### EXERCISE:
Copy every line of the listing below word for word, leaving out the pictures.

### DATA PROVIDED:
####
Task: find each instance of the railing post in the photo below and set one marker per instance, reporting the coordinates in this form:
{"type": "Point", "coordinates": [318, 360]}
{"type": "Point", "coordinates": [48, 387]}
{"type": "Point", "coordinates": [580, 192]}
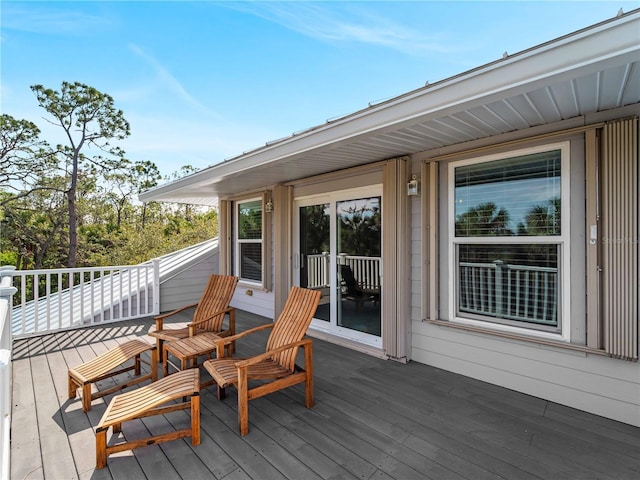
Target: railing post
####
### FULL OUTPUT:
Task: find each instance of the railing post in the photo below and set one marker per instance, reporting the coordinates in this form:
{"type": "Point", "coordinates": [318, 360]}
{"type": "Point", "coordinates": [48, 387]}
{"type": "Point", "coordinates": [580, 192]}
Target: railing post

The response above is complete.